-------- Text to read --------

Table of Contents
Maintaining proper inventory levels is an elegant dance that must balance consumer demand and supplier reliability. Storing too much inventory eats up your budget in terms of warehousing costs and available capital, but you also need enough inventory to account for unexpected demand or supply problems.
How do you strike the middle ground? By calculating reorder points for each product.
What is a reorder point (ROP)?
A reorder point (ROP) is the level at which inventory needs to be replenished so it doesn’t drop below a certain threshold where it is at risk of going out of stock.
Implementing reorder points allows you to trigger a new order so you don’t get close to running out of inventory. Setting accurate reorder points allows businesses to avoid having products out of stock while waiting for new inventory. By doing this, you ensure customers get their orders on time and have a positive brand experience.
Inventory management software will track your inventory and alert you when you reach your SOP. For example, here is what setting up reorder points in the ShipBob dashboard looks like.
Why is the reorder point important?

-------- Data shown --------

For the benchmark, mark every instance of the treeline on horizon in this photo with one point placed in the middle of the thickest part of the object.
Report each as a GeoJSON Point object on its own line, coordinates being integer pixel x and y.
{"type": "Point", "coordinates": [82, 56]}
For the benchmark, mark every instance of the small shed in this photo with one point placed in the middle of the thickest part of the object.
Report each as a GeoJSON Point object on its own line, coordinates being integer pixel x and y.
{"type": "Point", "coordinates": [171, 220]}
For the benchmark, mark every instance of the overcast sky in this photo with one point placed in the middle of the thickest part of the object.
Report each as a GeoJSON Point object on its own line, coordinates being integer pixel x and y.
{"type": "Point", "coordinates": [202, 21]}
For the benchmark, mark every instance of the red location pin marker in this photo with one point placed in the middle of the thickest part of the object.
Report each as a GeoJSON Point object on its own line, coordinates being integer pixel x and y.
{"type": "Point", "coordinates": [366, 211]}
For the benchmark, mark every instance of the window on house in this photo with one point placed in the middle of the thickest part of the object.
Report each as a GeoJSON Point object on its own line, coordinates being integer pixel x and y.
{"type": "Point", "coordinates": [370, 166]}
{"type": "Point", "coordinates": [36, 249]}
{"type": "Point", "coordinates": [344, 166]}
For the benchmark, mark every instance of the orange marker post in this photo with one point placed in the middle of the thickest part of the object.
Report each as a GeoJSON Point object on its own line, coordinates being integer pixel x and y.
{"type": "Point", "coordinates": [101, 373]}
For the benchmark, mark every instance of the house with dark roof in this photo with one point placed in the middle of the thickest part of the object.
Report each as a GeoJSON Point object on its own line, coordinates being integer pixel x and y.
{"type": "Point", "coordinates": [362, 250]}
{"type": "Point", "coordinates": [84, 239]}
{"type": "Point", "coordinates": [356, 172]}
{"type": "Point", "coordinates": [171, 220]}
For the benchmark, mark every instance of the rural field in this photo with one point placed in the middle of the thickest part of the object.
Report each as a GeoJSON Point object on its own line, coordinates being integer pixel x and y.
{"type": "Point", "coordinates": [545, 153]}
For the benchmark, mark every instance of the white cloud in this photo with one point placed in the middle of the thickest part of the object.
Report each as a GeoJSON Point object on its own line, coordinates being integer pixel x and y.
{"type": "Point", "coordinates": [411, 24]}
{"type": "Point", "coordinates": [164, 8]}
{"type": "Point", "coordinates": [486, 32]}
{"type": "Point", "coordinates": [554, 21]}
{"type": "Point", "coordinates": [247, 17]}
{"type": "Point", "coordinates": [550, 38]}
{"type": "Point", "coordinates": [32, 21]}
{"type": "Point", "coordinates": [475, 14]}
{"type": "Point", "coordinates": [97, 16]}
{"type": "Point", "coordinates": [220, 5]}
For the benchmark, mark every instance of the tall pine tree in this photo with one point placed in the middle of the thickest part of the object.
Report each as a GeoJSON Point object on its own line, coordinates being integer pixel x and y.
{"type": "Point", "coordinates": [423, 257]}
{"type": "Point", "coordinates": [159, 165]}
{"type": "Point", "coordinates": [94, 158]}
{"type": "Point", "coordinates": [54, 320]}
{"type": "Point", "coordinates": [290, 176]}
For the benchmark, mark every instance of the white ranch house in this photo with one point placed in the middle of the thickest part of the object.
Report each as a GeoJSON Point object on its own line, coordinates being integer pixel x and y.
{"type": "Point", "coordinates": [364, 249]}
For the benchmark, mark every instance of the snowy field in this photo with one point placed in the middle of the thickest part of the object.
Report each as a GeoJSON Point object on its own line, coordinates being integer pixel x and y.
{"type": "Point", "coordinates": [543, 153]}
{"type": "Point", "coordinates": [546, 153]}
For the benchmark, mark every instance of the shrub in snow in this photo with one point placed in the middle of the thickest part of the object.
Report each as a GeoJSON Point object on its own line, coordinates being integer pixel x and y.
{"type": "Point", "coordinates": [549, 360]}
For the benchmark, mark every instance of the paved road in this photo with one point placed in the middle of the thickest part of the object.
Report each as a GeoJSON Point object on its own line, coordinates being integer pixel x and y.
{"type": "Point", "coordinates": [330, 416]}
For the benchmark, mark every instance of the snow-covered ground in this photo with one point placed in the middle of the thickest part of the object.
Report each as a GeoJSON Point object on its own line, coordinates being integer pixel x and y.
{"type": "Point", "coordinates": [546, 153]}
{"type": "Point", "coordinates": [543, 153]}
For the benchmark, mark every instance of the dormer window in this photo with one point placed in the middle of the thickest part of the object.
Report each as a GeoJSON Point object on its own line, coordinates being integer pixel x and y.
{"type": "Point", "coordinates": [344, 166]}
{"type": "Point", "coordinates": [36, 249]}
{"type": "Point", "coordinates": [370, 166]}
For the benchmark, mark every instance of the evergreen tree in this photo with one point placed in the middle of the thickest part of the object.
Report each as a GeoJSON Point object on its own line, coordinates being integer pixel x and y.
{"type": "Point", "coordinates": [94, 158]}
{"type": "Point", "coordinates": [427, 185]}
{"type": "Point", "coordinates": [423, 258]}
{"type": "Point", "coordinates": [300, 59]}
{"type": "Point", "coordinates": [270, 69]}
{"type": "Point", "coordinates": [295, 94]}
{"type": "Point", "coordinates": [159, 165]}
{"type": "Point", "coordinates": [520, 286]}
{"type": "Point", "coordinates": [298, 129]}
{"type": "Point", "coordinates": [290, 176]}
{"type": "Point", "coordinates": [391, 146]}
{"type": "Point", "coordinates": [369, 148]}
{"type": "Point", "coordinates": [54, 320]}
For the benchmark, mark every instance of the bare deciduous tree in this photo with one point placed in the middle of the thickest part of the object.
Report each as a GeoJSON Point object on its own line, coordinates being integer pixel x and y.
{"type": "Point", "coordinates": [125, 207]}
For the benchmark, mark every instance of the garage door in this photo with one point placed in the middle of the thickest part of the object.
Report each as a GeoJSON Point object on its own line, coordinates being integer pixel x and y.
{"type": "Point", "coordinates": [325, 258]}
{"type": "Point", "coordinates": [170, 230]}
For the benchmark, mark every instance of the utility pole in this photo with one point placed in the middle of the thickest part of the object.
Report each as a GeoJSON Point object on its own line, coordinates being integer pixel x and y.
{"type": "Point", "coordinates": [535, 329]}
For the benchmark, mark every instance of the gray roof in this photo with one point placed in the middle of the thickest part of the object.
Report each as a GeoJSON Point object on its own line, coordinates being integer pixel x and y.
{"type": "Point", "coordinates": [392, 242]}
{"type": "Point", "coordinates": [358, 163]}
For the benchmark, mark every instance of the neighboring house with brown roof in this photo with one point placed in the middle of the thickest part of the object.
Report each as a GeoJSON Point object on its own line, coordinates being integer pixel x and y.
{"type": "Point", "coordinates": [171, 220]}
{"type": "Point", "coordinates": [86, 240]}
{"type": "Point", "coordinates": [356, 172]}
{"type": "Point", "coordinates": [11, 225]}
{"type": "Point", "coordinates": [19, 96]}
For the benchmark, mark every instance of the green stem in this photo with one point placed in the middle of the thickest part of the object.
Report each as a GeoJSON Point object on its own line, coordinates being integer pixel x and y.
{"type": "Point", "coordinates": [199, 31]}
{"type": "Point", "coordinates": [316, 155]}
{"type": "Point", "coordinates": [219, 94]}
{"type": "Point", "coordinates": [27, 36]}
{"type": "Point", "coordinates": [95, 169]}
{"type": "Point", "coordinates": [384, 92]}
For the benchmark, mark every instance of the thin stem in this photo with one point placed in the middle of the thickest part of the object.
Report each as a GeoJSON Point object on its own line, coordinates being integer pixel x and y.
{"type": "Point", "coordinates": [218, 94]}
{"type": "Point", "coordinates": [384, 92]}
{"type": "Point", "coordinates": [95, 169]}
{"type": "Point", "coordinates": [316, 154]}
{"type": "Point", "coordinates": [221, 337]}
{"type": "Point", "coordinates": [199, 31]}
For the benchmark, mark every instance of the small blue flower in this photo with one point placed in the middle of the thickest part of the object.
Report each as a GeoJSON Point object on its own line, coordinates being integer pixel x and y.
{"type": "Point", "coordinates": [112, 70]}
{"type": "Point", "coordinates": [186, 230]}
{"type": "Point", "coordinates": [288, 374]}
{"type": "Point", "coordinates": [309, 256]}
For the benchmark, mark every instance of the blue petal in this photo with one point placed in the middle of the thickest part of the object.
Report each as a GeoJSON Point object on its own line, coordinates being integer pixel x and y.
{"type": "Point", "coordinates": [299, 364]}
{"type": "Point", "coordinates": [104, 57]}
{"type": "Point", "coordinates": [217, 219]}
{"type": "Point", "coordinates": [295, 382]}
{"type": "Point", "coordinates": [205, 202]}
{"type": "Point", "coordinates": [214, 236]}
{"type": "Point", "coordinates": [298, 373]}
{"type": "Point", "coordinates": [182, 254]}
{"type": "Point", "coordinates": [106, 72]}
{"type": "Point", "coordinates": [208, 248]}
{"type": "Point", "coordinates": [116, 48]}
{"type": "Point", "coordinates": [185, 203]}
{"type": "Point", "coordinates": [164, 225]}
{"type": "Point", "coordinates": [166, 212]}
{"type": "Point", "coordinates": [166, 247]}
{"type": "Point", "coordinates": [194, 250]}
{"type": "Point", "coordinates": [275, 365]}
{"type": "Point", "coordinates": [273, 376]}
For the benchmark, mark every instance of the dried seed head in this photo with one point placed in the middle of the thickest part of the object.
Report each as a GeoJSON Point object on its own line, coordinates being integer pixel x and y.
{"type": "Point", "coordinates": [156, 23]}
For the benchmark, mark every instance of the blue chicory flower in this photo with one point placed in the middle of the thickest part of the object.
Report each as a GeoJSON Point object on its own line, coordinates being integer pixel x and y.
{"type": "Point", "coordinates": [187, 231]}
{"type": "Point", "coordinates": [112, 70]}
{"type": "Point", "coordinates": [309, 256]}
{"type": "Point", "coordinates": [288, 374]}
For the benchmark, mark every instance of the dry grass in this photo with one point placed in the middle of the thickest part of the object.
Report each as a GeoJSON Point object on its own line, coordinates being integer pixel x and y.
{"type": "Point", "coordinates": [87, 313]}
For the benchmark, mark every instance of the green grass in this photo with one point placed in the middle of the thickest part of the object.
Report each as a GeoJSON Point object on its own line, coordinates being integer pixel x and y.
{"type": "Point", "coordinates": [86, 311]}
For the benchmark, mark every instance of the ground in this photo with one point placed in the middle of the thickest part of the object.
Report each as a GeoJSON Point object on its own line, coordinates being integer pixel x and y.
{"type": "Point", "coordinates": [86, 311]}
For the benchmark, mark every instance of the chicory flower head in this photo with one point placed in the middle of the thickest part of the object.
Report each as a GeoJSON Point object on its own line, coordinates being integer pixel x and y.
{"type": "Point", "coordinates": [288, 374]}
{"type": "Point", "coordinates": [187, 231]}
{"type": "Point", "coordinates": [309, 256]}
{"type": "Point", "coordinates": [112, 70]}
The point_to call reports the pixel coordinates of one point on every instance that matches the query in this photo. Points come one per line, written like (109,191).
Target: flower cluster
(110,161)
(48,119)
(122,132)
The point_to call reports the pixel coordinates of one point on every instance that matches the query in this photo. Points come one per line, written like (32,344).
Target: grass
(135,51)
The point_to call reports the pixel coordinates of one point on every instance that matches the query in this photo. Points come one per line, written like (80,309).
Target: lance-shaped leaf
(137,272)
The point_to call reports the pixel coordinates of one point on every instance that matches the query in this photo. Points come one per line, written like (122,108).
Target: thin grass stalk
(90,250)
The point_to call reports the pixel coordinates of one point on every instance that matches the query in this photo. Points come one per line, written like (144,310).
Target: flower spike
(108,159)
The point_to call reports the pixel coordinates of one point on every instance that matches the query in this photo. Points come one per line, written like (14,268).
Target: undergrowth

--------

## Aim of the exercise
Write the next part of the article on inventory reorder points, picking up after its last line. You won't need the entries for this.

## Task answer
Reorder point calculation ensures that you don’t fall behind on your next batch of inventory. With an accurate reorder point for each SKU, you’ll always have enough stock on hand to satisfy customer demand — without overstocking and tying up excess capital in inventory.
Storing more inventory than what can be sold in a timely fashion is not a productive use of capital. Reorder points provide businesses with greater financial flexibility by allowing them to keep a minimum amount of inventory on hand without running out of product.
Conversely, it can be costly to replenish inventory when you completely run out. If you have to expedite getting product from your manufacturer, you’ll likely incur additional fees.
Too much inventory is expensive, but too little inventory can result in stockouts, which are harmful for your business. When orders are delayed or canceled because you don’t have the appropriate stock on-hand, you can lose customers and your reputation can suffer.
Having visibility into your inventory and set reorder points helps you know when to replenish inventory to prevent stockouts before it’s too late. Using an inventory management system can provide a holistic view of your inventory and keep track of reorder points for your SKUs.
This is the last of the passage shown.